PROMPT - Repeat each entry in the data, exactly.

SOURCE MATERIAL -
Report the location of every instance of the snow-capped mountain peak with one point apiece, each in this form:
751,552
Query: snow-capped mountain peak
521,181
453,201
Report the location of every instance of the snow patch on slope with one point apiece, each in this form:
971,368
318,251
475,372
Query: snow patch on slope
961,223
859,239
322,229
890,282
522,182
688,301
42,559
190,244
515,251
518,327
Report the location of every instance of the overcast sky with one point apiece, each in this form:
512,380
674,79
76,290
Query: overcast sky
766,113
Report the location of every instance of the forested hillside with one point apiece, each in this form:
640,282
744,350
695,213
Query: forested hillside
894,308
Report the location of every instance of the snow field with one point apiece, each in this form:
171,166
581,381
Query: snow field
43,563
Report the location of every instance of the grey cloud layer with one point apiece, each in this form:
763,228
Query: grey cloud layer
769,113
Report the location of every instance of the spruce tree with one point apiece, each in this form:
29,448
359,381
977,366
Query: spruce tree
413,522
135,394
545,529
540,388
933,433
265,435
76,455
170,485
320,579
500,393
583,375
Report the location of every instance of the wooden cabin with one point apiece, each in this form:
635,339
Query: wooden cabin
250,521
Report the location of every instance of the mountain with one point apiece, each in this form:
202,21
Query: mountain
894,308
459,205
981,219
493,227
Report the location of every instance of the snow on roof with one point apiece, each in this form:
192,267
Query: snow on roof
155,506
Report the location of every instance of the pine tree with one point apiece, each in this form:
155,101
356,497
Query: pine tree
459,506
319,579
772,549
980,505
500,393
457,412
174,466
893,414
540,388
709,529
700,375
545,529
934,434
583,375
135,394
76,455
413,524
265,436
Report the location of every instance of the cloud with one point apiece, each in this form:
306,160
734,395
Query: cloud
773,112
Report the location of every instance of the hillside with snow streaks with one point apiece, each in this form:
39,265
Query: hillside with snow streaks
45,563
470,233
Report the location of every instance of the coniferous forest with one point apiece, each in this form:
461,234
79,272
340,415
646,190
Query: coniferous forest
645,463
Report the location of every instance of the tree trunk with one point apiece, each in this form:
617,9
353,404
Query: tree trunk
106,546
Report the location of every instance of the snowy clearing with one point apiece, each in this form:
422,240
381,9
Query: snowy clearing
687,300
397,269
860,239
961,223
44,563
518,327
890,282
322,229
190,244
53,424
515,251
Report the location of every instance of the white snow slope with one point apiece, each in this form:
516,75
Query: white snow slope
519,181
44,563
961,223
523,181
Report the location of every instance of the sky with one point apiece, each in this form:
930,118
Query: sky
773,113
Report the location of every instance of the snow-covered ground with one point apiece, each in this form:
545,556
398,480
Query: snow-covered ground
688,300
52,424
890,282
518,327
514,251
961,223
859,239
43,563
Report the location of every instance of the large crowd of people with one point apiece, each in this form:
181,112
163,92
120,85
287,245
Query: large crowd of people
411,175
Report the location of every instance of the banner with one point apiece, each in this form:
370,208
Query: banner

RESULT OF THE EXERCISE -
Report the location of every instance of the snow-capped mountain peak with one point apiece, each in this form:
751,552
Query: snow-capped mountain peak
521,181
453,201
Report the location of every instance of the snow patch on slope with one point apiece, each in this form:
971,368
318,251
475,372
Query: snow patch on slope
961,223
859,239
322,229
890,282
522,182
688,301
42,559
190,244
515,251
518,327
Report the location of every instance of the overcast sky with one point apiece, each in this form:
512,380
674,79
76,290
Query: overcast sky
766,113
Report the location of every instance of the forested hillside with one point apiece, each in this form:
640,282
744,350
695,213
Query: forested hillside
894,308
Report the location of every instance of the snow field with one point apiece, each in this form:
171,166
581,381
Query: snow field
43,563
Report the location of every instance of the grey cloud layer with one point apiece, each in this form:
763,228
Query: grey cloud layer
769,113
Report the location of every instance of the spruce tree with one point apiece, each in this form:
29,448
359,381
977,366
Query: spruce tree
413,522
135,394
545,529
540,388
933,433
265,435
76,455
170,485
320,579
500,393
583,375
Report the location of every instance of the wooden cabin with one point apiece, each in this form:
635,339
Query: wooden cabin
250,521
Report the location of every instance of the mountain with one point apiece, each in this form:
202,21
Query: mountain
894,308
459,205
981,219
493,227
Report the location of every instance of the snow on roof with one point apiece, each in this form:
192,267
Query: snow on roof
155,506
Report the location of every instance of the pine tree with one point apiece, each in this form:
155,101
356,497
Query: pine tree
459,506
319,579
772,549
980,505
500,393
457,412
174,466
893,414
540,388
709,529
700,375
545,529
934,434
583,375
135,394
76,455
413,524
265,436
Report the location of every instance of the cloud with one point apiece, each in this form:
306,160
734,395
Query: cloud
773,112
Report the location of every instance of the hillside with snow streaks with one point apiece, each in this form:
39,265
Query: hillside with snow streaks
45,563
470,233
Report the location of every instance of the coniferous forest with one point apiece, each in this form:
461,234
79,272
340,415
646,190
Query: coniferous forest
645,463
Report the location of every instance of the tree trunk with one point apiece, each in this form:
617,9
353,404
Query: tree trunk
106,546
Report the location of every instance of the snowy clearing with one point apiece, each in this form:
422,240
381,9
Query: snowy clearing
687,300
397,269
860,239
961,223
44,563
518,327
890,282
322,229
190,244
53,424
515,251
Report the location of every instance of the white snow slope with one point apiece, each in this form:
516,75
Query: white snow slope
519,181
44,563
961,223
523,181
Report the location of every instance of the sky with one point apiece, each in this form:
930,118
Query: sky
773,113
Report the location of every instance of the snow-covered ground with one point apiece, each in this form:
545,556
398,480
Query: snow-covered ground
688,300
52,424
890,282
518,327
514,251
961,223
859,239
43,563
Report the location of every instance of the large crowd of people with one point apiece, each in this form:
181,112
163,92
120,85
287,245
Query: large crowd of people
411,175
Report the location of every instance of the banner with one point apiece, each in this form:
370,208
Query: banner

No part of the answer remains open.